• EXERCISE BRIEF: Return exactly the span that opens with the line containing "Exercise. Spot the green metal" and closes with the final line of the records, both included.

Collection entries
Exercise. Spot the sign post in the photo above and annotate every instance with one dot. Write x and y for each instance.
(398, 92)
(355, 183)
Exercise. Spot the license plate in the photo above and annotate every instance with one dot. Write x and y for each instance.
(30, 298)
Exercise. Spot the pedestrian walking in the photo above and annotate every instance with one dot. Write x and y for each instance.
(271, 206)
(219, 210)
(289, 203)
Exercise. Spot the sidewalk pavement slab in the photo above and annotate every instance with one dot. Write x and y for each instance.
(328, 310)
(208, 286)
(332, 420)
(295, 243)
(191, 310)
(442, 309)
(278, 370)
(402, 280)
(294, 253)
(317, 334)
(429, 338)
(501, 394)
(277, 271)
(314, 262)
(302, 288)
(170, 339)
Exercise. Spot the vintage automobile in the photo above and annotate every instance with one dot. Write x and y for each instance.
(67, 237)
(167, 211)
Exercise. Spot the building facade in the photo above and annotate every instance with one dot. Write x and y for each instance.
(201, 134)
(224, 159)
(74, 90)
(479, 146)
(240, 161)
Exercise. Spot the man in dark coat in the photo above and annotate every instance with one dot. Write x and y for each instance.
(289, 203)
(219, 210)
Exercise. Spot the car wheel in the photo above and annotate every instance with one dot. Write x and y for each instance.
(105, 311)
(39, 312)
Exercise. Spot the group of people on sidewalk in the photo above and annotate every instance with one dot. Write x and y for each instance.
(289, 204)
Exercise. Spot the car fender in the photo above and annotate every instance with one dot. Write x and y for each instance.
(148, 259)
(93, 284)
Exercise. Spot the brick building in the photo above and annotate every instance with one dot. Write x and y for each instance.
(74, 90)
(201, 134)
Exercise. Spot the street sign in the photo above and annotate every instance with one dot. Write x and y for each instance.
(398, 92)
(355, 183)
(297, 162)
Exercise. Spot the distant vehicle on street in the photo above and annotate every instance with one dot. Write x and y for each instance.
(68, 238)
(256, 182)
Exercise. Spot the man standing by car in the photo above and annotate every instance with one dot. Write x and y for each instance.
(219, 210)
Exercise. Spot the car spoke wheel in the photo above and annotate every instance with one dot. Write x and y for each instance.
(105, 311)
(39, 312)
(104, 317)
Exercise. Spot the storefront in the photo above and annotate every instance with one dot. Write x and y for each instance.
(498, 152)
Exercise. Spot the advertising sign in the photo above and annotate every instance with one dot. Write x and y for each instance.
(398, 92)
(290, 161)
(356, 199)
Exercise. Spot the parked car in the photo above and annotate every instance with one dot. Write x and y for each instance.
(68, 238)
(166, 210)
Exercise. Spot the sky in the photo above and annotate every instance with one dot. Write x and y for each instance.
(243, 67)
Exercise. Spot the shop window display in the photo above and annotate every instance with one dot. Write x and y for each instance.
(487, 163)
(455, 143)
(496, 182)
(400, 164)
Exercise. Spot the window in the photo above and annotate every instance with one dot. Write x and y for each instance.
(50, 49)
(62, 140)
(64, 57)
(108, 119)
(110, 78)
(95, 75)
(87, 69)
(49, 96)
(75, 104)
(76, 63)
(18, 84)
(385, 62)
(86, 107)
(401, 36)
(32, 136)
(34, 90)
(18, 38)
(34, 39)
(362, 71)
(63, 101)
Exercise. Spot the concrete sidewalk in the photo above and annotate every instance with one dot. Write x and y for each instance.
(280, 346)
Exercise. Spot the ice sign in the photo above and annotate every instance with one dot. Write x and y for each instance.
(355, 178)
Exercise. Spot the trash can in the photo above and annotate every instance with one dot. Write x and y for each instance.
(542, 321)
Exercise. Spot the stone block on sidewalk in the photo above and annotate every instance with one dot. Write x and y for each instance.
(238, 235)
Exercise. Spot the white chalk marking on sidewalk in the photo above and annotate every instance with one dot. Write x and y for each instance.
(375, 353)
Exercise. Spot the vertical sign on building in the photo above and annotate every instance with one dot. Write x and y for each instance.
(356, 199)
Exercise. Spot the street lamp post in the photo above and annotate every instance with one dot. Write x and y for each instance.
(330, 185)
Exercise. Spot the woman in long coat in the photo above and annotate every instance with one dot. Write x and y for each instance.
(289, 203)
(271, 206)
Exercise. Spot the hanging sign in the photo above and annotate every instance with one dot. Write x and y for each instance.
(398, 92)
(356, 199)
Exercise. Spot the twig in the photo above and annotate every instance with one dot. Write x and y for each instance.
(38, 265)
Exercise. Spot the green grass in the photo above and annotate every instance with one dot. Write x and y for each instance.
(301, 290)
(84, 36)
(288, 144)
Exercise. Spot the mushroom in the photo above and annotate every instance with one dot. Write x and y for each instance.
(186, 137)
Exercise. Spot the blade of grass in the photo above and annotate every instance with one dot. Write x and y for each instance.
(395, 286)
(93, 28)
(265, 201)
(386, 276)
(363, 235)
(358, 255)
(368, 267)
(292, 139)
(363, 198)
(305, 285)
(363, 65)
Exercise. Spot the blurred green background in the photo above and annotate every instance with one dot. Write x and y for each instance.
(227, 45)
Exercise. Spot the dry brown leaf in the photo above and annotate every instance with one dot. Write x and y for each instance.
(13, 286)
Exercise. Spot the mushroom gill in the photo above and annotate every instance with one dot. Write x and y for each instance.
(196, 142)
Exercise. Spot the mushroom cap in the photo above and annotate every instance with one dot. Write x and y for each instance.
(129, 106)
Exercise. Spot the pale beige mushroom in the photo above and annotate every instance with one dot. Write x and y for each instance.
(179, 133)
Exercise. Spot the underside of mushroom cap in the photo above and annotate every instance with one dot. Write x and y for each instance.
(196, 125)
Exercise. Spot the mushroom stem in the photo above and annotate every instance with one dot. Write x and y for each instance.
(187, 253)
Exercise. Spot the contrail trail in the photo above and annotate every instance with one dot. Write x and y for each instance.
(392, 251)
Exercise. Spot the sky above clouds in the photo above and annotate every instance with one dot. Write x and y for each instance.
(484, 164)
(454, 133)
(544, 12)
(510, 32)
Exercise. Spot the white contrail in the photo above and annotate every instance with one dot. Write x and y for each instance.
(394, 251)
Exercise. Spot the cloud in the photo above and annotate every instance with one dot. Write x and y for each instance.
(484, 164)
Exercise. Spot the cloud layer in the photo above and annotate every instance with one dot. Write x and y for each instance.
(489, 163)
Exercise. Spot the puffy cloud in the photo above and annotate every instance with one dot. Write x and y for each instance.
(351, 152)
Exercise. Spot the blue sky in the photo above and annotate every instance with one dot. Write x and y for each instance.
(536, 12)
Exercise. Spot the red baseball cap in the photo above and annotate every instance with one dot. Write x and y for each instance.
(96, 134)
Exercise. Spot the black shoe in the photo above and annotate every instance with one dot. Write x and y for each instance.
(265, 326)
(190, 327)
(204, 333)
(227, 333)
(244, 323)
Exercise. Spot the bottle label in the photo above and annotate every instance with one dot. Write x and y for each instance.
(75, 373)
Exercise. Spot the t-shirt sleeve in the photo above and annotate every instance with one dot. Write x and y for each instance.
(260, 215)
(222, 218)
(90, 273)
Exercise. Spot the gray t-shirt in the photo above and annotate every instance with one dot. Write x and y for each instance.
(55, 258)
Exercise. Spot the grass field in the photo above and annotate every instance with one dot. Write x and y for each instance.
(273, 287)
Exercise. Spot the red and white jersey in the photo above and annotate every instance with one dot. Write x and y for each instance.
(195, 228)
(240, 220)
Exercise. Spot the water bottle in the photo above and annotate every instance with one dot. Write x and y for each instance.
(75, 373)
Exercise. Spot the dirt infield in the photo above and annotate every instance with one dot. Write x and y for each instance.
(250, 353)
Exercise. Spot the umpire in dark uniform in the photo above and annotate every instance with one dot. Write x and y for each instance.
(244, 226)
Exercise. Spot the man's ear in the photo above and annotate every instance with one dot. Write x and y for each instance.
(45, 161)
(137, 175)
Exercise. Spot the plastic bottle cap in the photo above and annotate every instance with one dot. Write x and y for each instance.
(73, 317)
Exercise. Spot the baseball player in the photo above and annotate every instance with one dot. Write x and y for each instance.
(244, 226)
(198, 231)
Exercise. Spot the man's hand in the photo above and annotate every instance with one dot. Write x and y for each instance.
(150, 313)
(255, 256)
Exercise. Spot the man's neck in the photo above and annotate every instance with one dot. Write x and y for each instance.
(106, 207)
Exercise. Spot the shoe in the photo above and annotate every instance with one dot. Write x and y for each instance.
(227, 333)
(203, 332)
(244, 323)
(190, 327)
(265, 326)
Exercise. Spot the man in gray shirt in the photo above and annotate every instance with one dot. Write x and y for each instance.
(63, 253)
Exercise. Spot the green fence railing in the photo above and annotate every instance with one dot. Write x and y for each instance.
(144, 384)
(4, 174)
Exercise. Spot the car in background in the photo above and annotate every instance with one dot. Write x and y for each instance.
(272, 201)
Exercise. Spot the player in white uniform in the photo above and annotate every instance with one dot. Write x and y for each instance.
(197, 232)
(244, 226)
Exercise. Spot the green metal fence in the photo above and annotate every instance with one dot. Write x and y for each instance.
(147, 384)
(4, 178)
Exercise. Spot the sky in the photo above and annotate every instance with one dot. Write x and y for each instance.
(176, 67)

• WRITTEN REPLY:
Exercise. Spot the green metal fence in the photo above and annotate every instance with one dot. Write x and y for each instance.
(147, 384)
(4, 178)
Exercise. Spot the sky in the photo above and annotate every instance with one dot. Write x and y for each instance.
(176, 67)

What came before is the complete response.